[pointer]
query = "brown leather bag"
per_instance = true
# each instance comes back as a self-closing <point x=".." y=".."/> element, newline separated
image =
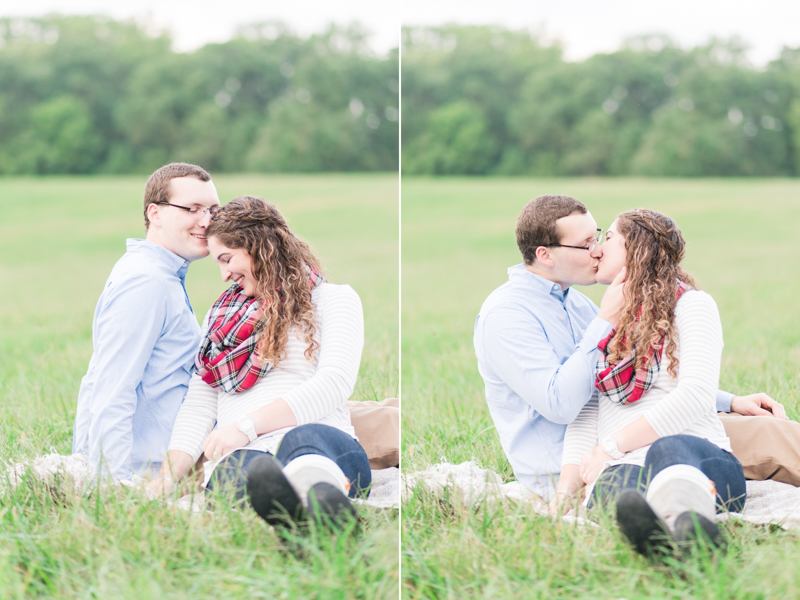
<point x="377" y="426"/>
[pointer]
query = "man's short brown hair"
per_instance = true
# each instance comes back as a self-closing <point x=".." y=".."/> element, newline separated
<point x="156" y="190"/>
<point x="536" y="224"/>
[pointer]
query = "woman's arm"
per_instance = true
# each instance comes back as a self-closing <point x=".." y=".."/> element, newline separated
<point x="700" y="337"/>
<point x="580" y="438"/>
<point x="341" y="339"/>
<point x="196" y="417"/>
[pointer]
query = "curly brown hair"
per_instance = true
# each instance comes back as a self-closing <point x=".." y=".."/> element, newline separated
<point x="280" y="263"/>
<point x="654" y="249"/>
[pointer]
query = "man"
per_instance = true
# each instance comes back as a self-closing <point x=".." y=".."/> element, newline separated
<point x="145" y="333"/>
<point x="536" y="342"/>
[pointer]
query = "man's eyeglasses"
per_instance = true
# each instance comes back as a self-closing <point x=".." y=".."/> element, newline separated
<point x="598" y="239"/>
<point x="197" y="211"/>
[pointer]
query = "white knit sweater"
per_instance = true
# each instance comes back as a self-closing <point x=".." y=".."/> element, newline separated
<point x="685" y="405"/>
<point x="315" y="390"/>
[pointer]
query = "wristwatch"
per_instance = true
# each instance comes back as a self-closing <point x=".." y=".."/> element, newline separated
<point x="610" y="447"/>
<point x="247" y="427"/>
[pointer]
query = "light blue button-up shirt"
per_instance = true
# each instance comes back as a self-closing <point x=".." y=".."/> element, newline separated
<point x="145" y="337"/>
<point x="537" y="349"/>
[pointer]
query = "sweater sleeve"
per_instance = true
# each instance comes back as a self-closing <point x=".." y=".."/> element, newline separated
<point x="341" y="340"/>
<point x="700" y="344"/>
<point x="581" y="434"/>
<point x="195" y="419"/>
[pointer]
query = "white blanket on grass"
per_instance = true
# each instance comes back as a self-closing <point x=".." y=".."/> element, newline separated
<point x="75" y="474"/>
<point x="768" y="502"/>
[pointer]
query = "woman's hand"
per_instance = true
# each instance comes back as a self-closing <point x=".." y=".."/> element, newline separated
<point x="224" y="440"/>
<point x="561" y="503"/>
<point x="758" y="405"/>
<point x="592" y="464"/>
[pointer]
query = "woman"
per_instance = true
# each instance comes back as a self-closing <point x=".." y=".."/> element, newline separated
<point x="650" y="438"/>
<point x="279" y="357"/>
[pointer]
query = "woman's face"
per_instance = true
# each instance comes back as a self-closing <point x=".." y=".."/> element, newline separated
<point x="612" y="256"/>
<point x="234" y="265"/>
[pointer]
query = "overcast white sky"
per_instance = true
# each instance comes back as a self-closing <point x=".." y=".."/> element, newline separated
<point x="589" y="26"/>
<point x="584" y="26"/>
<point x="196" y="23"/>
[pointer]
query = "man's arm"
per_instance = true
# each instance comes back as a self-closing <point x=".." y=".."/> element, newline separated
<point x="517" y="349"/>
<point x="127" y="328"/>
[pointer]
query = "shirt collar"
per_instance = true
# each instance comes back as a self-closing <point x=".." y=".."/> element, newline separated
<point x="172" y="261"/>
<point x="519" y="274"/>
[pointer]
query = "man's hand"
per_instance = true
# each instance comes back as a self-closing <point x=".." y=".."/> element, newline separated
<point x="758" y="405"/>
<point x="224" y="440"/>
<point x="160" y="487"/>
<point x="614" y="299"/>
<point x="592" y="464"/>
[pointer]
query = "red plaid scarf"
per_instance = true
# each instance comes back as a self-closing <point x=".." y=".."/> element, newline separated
<point x="618" y="381"/>
<point x="227" y="359"/>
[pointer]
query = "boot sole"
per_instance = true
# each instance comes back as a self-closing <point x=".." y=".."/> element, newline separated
<point x="328" y="506"/>
<point x="271" y="495"/>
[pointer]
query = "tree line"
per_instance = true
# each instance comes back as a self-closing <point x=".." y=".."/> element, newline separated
<point x="487" y="100"/>
<point x="85" y="94"/>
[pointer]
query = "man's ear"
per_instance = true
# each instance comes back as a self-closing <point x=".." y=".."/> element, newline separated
<point x="153" y="215"/>
<point x="544" y="257"/>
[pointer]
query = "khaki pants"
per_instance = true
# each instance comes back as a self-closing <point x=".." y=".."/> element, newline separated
<point x="768" y="448"/>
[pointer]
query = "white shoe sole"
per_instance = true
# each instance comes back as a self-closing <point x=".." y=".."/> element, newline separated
<point x="306" y="471"/>
<point x="679" y="489"/>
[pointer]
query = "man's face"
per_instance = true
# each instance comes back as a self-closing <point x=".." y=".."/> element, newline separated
<point x="178" y="230"/>
<point x="575" y="266"/>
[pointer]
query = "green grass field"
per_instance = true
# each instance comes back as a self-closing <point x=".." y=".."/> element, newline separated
<point x="59" y="238"/>
<point x="457" y="242"/>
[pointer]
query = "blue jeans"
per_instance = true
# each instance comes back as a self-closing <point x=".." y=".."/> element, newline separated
<point x="719" y="466"/>
<point x="313" y="438"/>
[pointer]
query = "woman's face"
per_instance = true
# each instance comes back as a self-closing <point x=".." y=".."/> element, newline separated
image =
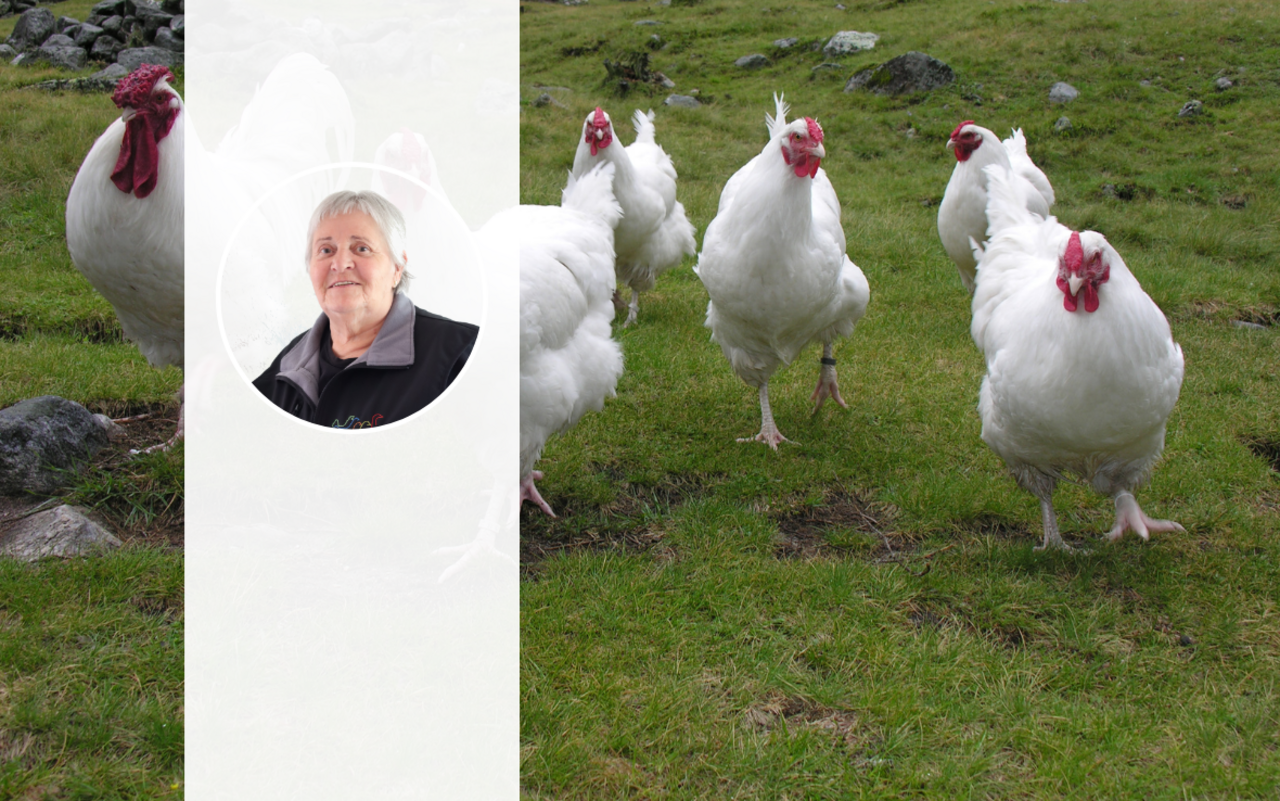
<point x="352" y="270"/>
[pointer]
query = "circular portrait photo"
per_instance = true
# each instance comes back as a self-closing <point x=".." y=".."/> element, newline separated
<point x="351" y="297"/>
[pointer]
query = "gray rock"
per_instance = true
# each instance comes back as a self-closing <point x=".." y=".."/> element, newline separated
<point x="105" y="49"/>
<point x="682" y="101"/>
<point x="1063" y="92"/>
<point x="63" y="56"/>
<point x="42" y="440"/>
<point x="87" y="35"/>
<point x="167" y="39"/>
<point x="850" y="41"/>
<point x="113" y="73"/>
<point x="151" y="17"/>
<point x="63" y="531"/>
<point x="32" y="28"/>
<point x="910" y="72"/>
<point x="109" y="8"/>
<point x="135" y="58"/>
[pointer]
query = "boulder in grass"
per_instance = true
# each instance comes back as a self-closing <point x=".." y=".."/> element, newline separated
<point x="65" y="58"/>
<point x="135" y="58"/>
<point x="849" y="41"/>
<point x="44" y="442"/>
<point x="64" y="531"/>
<point x="910" y="72"/>
<point x="32" y="28"/>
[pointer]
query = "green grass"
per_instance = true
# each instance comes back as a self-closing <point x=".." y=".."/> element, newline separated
<point x="686" y="634"/>
<point x="91" y="650"/>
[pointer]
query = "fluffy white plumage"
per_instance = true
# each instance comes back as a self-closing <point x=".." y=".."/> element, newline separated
<point x="568" y="362"/>
<point x="131" y="248"/>
<point x="654" y="234"/>
<point x="1080" y="392"/>
<point x="775" y="266"/>
<point x="963" y="211"/>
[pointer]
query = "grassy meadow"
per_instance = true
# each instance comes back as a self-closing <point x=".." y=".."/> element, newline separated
<point x="862" y="614"/>
<point x="91" y="650"/>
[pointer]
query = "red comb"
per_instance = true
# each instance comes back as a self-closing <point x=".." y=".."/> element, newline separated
<point x="135" y="88"/>
<point x="814" y="129"/>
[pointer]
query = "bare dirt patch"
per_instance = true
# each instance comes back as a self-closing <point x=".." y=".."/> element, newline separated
<point x="805" y="531"/>
<point x="632" y="521"/>
<point x="778" y="712"/>
<point x="1267" y="448"/>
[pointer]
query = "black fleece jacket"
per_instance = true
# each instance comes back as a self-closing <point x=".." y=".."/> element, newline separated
<point x="414" y="357"/>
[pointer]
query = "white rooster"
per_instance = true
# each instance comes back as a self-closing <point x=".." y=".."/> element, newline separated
<point x="775" y="266"/>
<point x="1082" y="370"/>
<point x="124" y="216"/>
<point x="654" y="234"/>
<point x="568" y="362"/>
<point x="963" y="211"/>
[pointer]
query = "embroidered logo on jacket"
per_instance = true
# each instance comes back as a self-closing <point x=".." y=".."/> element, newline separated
<point x="356" y="422"/>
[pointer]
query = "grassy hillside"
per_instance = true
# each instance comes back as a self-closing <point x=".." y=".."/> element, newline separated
<point x="862" y="614"/>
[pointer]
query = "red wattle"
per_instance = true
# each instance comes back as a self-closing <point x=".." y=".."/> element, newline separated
<point x="1091" y="297"/>
<point x="137" y="168"/>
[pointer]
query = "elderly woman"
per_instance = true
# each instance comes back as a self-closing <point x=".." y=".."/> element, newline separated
<point x="371" y="357"/>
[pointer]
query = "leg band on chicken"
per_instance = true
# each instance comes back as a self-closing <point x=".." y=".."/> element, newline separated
<point x="827" y="381"/>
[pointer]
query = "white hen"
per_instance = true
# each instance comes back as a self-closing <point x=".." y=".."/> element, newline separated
<point x="568" y="362"/>
<point x="654" y="233"/>
<point x="775" y="266"/>
<point x="1082" y="370"/>
<point x="963" y="211"/>
<point x="124" y="216"/>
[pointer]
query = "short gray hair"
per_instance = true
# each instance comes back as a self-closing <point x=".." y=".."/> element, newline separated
<point x="382" y="211"/>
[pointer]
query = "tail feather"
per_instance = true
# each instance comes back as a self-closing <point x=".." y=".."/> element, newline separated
<point x="777" y="123"/>
<point x="593" y="195"/>
<point x="643" y="123"/>
<point x="1006" y="205"/>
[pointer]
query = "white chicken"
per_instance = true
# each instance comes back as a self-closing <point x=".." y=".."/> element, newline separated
<point x="1082" y="370"/>
<point x="568" y="362"/>
<point x="775" y="266"/>
<point x="963" y="211"/>
<point x="124" y="216"/>
<point x="654" y="233"/>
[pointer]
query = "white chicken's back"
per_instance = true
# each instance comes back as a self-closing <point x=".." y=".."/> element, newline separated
<point x="568" y="361"/>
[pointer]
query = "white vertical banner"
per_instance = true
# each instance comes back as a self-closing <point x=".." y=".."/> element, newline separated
<point x="352" y="595"/>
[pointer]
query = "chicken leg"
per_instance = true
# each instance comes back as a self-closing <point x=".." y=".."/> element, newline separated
<point x="827" y="381"/>
<point x="1129" y="516"/>
<point x="769" y="434"/>
<point x="528" y="491"/>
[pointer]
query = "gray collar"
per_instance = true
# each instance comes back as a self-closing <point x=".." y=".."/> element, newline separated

== Set task ==
Which lines in the records above contain the string "jacket"? Pull out and copy every such line, treating uppercase and lowercase as different.

== Exercise solution ==
query = "black fleece jacket"
query = "embroidered logo on jacket"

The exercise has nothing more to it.